*TEXT SEGMENT:*
# MRG/Sugarbush, MRG Barn, Jan 2012



## billski (Aug 5, 2011)

I am organizing a trip to MRG for our club in Mid-January. We'll be there for four days, and stay at Betsy's Barn. You make & pay your own lodging and tickets (but we know of deals). The idea is that you can breakout and go where ever you want, come back and eat together (one night at least at Betsy's). If you don't want to stay at the barn, go where you want. I'd definitely encourage to you go to the barn. It and Betsy are legends in VT ski history. It gives you infinite flexibility where to go and what to do. We will be there four days, but you can shorten/lengthen it as you please. Follow our web site for details, which should be out by September.


----------



## Nick (Aug 5, 2011)

You should try posting this up on the newly updated SkiMRV as well :lol:


----------



## madskier6 (Aug 13, 2011)

Sounds great, Bill.  I will try to make it.  I hope you mean January 2012 or else I've missed the trip.


----------



## thetrailboss (Aug 14, 2011)

Fixed the date.

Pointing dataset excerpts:

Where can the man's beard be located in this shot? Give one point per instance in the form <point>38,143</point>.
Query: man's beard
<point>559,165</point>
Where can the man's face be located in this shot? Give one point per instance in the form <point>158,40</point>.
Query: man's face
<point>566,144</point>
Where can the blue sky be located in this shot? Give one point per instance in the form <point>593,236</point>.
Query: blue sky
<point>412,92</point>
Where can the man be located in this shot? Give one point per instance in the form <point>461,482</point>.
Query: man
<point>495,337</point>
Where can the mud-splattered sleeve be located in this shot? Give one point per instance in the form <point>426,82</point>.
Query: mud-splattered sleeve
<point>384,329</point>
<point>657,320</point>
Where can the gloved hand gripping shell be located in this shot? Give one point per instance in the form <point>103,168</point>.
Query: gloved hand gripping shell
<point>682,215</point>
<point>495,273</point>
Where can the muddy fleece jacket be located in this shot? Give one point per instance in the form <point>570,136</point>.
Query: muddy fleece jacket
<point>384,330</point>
--
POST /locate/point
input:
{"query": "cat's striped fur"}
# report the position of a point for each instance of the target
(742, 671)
* * *
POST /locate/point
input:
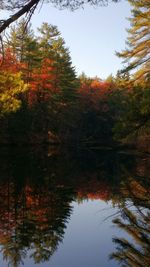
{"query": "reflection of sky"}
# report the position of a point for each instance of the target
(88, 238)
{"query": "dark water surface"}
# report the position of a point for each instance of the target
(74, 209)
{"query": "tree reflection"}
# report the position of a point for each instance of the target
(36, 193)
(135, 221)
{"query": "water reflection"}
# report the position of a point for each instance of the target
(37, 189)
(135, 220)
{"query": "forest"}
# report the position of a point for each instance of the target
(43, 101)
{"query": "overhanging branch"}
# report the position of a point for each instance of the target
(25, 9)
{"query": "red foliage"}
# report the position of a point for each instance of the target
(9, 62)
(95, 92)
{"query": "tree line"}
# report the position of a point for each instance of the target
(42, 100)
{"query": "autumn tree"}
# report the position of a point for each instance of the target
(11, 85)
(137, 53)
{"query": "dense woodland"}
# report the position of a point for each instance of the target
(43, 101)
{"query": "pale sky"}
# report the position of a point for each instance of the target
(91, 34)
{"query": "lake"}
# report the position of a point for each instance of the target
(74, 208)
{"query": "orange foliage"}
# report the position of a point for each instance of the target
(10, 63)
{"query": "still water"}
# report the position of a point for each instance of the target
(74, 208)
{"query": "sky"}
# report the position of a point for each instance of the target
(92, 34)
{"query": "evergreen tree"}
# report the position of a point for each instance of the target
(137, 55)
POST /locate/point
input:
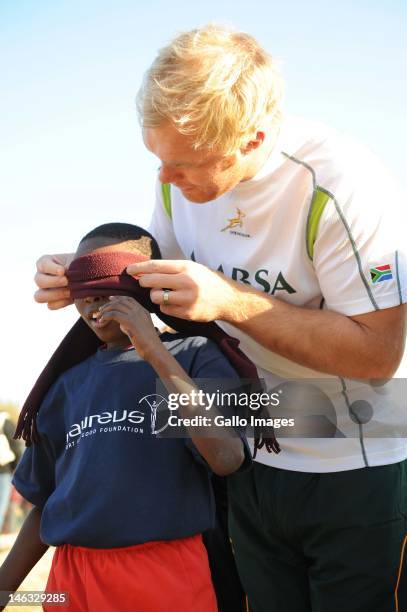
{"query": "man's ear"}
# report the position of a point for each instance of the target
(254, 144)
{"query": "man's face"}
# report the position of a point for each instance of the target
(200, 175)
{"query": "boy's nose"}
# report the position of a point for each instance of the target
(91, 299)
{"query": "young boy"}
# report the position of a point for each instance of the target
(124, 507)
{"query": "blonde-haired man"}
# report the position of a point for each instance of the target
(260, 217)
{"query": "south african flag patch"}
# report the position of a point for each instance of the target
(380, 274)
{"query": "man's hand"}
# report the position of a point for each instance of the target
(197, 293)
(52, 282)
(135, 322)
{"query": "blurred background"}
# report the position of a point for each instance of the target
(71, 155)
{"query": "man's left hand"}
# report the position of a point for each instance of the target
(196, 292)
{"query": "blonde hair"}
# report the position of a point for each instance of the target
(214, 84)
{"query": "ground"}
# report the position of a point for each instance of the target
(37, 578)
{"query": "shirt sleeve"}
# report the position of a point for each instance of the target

*TO DO:*
• a. In the records, begin at the line that has "Where can the man's beard" and stop after the line that has "<point>384,330</point>". Rewrite those lines with "Query" replaced by "Label" and everything else unchanged.
• b. Write the next part of the forum thread about the club ski trip to MRG, picking up after its last post.
The text and the records are unrelated material.

*RESPONSES TO THE EXERCISE:*
• a.
Where can the man's beard be located in this shot? Give one point per instance in the form <point>38,143</point>.
Label: man's beard
<point>559,165</point>
Where can the man's face be located in this shot? Give one point per instance in the form <point>158,40</point>.
Label: man's face
<point>566,144</point>
Where can the blue sky be located in this shot? Give one point per instance in the form <point>593,236</point>.
Label: blue sky
<point>412,92</point>
Where can the man be located in this shot? Give one point per instance in the form <point>461,482</point>.
Label: man
<point>495,337</point>
Where can the mud-splattered sleeve be located in this shot? Give one point per instance in the form <point>426,82</point>.
Label: mud-splattered sleeve
<point>384,329</point>
<point>657,320</point>
Where can the gloved hand gripping shell be located in this shot? Give one point per instance in the form <point>103,168</point>.
Label: gloved hand gripping shell
<point>682,215</point>
<point>495,273</point>
Where can the muddy fleece jacket be located in this shot? Give one point per instance in the form <point>570,136</point>.
Label: muddy fleece jacket
<point>384,330</point>

• b.
----------



## Philpug (Aug 14, 2011)

The Barn was one of my favorite places on earth. I miss Craig and Vicki since they left. We will find a way to make it down to Taos to see them.


----------



## mlkrgr (Aug 23, 2011)

billski said:


> I am organizing a trip to MRG for our club in Mid-January. We'll be there for four days, and stay at Betsy's Barn. You make & pay your own lodging and tickets (but we know of deals). The idea is that you can breakout and go where ever you want, come back and eat together (one night at least at Betsy's). If you don't want to stay at the barn, go where you want. I'd definitely encourage to you go to the barn. It and Betsy are legends in VT ski history. It gives you infinite flexibility where to go and what to do. We will be there four days, but you can shorten/lengthen it as you please. Follow our web site for details, which should be out by September.



Thinking about it; its been tough lately, but I'm trying to turn things around a bit and see where the chips fall and then plan accordingly. I might have to rely on comp passes more and ski Wachusett more this year if things remain as they are. I think I might be having the mall security guard called to authorize large Amex gift card purchases more often this year if it happens. :flame:


----------



## billski (Nov 2, 2011)

Final dates:

Mad River Glen/Sugarbush – February 2 to 5, 2012

www.aceskiandboardclub.org

More info


----------



## billski (Dec 23, 2011)

Bump
Date moved to Feb 2-5


----------



## justjen (Jan 15, 2012)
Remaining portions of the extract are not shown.